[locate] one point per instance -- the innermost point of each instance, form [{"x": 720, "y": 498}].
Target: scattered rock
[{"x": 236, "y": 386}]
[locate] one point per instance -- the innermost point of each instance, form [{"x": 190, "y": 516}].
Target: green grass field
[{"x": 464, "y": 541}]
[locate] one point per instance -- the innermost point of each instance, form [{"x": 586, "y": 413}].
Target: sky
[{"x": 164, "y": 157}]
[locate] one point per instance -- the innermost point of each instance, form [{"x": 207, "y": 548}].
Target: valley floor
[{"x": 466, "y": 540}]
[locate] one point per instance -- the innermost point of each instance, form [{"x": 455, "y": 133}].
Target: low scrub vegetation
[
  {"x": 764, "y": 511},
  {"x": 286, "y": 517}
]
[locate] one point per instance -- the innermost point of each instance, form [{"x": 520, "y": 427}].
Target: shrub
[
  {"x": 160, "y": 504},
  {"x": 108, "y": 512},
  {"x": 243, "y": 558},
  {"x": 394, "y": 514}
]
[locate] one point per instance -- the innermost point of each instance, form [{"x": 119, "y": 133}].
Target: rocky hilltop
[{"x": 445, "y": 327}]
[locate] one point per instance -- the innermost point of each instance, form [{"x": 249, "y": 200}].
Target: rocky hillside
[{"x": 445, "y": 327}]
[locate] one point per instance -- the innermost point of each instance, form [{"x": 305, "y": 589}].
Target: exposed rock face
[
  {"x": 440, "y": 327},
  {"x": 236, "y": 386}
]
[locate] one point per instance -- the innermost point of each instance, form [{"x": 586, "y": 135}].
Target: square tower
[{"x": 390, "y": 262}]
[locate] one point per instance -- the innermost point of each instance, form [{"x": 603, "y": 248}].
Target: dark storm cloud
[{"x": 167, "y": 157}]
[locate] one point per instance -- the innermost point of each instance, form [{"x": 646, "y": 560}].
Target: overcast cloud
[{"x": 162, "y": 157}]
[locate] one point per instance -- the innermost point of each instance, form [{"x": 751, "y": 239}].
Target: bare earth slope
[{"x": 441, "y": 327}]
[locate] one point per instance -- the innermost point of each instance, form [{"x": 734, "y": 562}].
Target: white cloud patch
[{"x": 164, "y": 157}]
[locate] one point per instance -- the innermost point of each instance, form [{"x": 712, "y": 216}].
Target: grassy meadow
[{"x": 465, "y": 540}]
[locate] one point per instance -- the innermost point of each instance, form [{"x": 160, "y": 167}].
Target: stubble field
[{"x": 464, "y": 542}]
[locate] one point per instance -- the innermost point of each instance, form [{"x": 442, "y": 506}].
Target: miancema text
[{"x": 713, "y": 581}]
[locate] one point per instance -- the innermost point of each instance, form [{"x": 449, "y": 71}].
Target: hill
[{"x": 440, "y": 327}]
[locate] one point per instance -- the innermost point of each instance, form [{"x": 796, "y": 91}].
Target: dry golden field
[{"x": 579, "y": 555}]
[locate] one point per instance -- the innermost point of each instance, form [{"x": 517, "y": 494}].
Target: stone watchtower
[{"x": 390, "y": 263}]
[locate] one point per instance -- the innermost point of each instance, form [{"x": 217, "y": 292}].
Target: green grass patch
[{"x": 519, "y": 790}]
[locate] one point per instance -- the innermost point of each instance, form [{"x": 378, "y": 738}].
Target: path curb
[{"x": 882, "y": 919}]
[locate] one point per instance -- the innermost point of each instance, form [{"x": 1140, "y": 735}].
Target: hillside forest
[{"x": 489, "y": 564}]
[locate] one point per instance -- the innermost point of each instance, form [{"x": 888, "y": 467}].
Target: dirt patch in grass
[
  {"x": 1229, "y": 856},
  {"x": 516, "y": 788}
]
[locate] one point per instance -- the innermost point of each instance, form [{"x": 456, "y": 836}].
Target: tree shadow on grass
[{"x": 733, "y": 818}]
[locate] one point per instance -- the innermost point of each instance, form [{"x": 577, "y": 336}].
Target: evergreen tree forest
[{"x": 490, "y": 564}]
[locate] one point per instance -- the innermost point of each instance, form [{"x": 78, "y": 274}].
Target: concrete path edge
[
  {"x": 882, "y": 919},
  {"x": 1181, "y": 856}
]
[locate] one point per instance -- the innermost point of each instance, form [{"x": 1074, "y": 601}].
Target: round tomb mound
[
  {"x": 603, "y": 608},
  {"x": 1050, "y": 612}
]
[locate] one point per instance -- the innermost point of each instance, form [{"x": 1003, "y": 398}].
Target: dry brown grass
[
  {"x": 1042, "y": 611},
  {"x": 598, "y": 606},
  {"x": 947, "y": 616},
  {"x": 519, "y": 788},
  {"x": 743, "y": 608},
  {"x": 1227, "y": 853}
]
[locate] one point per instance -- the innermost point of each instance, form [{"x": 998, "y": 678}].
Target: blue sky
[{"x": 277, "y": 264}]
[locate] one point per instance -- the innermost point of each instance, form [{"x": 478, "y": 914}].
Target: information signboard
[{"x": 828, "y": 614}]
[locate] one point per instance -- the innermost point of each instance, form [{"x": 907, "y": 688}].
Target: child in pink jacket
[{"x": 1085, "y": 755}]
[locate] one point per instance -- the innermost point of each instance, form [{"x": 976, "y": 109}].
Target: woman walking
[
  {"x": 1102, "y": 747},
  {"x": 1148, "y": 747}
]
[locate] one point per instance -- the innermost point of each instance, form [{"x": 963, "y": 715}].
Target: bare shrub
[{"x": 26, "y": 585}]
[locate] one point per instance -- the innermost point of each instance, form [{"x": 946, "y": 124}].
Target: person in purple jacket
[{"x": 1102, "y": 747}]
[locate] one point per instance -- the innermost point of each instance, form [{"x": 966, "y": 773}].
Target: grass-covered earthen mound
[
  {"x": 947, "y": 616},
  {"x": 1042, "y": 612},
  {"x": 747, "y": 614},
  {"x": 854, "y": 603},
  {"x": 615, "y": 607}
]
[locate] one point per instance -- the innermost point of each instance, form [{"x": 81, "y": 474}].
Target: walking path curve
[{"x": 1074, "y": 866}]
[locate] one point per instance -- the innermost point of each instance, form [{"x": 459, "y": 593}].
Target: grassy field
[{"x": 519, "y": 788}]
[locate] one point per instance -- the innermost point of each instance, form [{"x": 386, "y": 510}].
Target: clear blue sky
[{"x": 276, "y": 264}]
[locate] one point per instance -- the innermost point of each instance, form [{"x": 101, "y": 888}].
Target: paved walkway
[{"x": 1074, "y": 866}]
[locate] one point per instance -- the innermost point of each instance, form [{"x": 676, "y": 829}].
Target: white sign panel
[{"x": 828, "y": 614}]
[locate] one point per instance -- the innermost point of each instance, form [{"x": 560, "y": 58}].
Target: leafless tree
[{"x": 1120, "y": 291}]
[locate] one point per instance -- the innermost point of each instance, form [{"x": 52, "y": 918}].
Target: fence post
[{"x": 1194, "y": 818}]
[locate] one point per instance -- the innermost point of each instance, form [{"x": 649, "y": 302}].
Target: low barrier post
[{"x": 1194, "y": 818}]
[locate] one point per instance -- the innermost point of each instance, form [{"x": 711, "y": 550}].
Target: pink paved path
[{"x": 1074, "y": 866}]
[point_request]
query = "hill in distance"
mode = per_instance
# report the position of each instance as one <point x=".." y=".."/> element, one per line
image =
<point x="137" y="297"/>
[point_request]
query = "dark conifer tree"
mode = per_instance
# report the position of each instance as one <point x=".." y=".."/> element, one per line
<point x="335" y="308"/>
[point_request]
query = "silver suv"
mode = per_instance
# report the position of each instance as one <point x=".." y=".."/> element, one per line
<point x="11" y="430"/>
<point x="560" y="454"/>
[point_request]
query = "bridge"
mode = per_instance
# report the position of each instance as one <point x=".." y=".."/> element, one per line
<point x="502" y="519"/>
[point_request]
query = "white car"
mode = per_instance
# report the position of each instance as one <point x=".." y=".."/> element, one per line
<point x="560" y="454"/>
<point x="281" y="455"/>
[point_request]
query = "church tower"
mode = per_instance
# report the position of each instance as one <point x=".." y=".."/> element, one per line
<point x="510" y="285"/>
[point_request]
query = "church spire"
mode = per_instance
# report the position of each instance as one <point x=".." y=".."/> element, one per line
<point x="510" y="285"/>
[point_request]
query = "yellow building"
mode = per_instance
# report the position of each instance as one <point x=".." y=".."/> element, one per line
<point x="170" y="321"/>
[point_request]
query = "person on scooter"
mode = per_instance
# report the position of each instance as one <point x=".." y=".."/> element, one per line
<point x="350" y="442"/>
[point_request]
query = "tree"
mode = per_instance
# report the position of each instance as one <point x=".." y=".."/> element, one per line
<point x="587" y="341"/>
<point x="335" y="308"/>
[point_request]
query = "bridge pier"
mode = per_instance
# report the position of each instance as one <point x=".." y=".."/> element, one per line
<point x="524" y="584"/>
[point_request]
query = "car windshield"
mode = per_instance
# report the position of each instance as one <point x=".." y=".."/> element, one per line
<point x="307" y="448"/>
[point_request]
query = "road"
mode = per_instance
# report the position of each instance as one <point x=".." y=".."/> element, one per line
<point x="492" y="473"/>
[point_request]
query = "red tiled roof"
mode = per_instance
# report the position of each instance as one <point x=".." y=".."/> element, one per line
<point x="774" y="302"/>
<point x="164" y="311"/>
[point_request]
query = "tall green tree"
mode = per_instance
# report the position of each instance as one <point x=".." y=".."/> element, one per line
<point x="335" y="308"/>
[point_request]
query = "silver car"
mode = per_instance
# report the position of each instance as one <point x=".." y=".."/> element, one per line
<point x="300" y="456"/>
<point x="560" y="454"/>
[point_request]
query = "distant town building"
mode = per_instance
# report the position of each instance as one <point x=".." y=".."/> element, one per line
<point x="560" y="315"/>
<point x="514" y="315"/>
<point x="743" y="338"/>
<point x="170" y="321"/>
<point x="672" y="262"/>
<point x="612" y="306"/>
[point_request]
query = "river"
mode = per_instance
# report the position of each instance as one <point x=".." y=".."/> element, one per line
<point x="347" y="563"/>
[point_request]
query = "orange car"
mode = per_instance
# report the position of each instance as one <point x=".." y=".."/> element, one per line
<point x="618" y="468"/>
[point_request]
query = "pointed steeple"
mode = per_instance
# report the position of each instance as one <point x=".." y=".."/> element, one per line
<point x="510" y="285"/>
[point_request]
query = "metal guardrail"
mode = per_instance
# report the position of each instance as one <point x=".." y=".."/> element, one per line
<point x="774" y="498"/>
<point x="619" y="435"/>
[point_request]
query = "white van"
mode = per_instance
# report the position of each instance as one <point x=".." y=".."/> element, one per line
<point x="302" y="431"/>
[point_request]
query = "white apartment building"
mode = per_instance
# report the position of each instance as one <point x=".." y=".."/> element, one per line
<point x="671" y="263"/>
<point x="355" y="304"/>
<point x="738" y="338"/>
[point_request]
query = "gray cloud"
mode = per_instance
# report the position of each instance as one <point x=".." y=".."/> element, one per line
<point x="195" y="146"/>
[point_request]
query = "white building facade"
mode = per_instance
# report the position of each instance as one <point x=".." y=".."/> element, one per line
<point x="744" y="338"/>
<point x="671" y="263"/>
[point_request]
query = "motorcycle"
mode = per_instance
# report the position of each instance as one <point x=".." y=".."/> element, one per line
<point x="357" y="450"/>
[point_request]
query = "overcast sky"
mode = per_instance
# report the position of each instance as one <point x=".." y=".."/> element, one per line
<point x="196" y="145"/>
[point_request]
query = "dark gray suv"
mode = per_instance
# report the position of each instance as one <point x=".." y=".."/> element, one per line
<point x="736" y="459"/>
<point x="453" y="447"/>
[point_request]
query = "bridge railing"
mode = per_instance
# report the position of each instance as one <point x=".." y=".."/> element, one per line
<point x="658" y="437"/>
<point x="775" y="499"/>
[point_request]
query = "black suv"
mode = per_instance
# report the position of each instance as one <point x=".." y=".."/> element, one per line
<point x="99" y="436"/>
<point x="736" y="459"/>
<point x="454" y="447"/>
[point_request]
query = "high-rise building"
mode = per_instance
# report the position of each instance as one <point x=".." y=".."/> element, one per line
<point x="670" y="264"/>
====
__WHAT THE TASK REQUIRES__.
Copy out every line of the data above that contains the word "building".

__TASK SOLUTION__.
query = "yellow building"
query = "distant town building"
query = "white apartment building"
query = "white building facade"
query = "high-rise building"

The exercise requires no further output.